Direction:
In the items below, transcribe word for word every line from the line with "face visible above." to the line with "[0,172,550,210]", including both of those lines.

## Start Data to use

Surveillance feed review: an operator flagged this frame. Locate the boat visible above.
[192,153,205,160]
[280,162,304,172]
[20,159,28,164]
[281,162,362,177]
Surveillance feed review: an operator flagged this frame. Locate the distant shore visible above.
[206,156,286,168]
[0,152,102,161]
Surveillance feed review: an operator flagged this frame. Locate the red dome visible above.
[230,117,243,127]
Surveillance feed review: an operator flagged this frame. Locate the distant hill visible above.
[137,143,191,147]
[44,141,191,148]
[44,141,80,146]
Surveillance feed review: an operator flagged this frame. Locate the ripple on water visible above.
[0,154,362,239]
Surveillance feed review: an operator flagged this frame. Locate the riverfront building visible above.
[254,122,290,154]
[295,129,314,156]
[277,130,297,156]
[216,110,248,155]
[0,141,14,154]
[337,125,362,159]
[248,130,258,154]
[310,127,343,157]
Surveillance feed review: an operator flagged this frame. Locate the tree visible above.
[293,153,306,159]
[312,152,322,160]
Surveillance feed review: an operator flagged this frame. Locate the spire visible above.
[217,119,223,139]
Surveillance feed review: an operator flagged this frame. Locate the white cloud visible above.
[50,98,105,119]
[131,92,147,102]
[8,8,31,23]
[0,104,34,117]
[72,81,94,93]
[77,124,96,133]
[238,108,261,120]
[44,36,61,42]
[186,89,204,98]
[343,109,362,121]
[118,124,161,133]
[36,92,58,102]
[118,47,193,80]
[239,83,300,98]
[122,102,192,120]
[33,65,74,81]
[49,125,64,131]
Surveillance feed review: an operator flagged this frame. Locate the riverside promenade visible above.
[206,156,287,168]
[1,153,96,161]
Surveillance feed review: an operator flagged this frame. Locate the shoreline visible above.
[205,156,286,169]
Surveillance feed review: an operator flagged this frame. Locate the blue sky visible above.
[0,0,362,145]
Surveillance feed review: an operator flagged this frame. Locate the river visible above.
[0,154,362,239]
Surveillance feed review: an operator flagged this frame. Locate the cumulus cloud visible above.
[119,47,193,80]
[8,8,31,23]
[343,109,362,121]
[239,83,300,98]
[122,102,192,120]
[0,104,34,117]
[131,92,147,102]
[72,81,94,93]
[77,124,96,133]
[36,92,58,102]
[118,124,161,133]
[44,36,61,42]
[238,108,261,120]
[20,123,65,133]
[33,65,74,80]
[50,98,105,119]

## End Data to use
## Start Data to use

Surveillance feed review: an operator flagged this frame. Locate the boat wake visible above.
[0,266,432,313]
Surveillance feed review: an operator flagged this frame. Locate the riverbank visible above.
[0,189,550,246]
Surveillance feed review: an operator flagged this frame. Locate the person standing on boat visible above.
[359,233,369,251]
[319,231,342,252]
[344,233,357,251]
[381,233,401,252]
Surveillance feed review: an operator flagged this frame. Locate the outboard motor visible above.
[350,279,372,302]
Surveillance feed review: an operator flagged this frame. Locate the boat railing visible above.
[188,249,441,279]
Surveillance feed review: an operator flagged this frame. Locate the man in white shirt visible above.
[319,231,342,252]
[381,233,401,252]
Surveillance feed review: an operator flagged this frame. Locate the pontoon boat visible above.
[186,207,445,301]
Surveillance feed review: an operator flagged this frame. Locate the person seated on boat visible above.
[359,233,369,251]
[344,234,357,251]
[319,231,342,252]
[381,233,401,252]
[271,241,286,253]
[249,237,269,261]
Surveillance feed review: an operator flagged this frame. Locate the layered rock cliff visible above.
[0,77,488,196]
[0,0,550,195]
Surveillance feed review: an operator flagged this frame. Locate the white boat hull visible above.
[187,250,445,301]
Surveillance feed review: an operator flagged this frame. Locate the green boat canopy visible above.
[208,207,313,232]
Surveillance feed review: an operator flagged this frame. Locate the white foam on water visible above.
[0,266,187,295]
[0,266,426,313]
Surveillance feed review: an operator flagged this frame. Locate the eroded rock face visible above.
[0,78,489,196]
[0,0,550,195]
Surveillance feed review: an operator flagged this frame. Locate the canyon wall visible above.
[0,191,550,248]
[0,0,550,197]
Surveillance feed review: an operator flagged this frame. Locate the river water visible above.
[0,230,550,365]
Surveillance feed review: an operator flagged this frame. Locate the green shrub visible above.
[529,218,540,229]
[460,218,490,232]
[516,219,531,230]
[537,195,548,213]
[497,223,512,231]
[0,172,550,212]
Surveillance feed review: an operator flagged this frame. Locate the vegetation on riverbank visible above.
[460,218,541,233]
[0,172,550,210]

## End Data to use
## Start Data to use

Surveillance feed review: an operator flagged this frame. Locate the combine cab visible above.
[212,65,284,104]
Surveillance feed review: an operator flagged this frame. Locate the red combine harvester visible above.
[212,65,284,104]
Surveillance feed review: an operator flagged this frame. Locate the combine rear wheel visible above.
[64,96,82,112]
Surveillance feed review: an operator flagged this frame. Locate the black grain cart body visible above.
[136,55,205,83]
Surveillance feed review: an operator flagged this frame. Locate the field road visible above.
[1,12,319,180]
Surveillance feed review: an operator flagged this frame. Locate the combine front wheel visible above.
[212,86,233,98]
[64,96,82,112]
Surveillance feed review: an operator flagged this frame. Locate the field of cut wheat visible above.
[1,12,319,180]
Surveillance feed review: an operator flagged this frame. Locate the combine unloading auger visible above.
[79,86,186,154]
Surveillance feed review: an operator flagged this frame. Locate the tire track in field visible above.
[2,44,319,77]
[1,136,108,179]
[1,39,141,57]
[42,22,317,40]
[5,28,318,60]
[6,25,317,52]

## End Data to use

Written solution:
Surveillance feed review: an operator flagged this frame. Locate the eroded rock face visible above.
[0,78,489,196]
[0,0,550,195]
Surveillance feed review: an operator flagged this frame. Locate the canyon wall visible above.
[0,191,550,248]
[0,0,550,197]
Surveillance feed review: an operator flagged this frame. Locate the river water visible above.
[0,230,550,365]
Surveillance feed review: an operator flagged this frame. Locate the green shrub visible above.
[529,218,540,229]
[460,218,490,232]
[516,219,531,230]
[537,195,548,213]
[497,223,512,231]
[0,172,550,212]
Surveillance feed review: an operator flagged this frame. Locate the vegetation on riverbank visible above.
[460,218,541,233]
[0,172,550,210]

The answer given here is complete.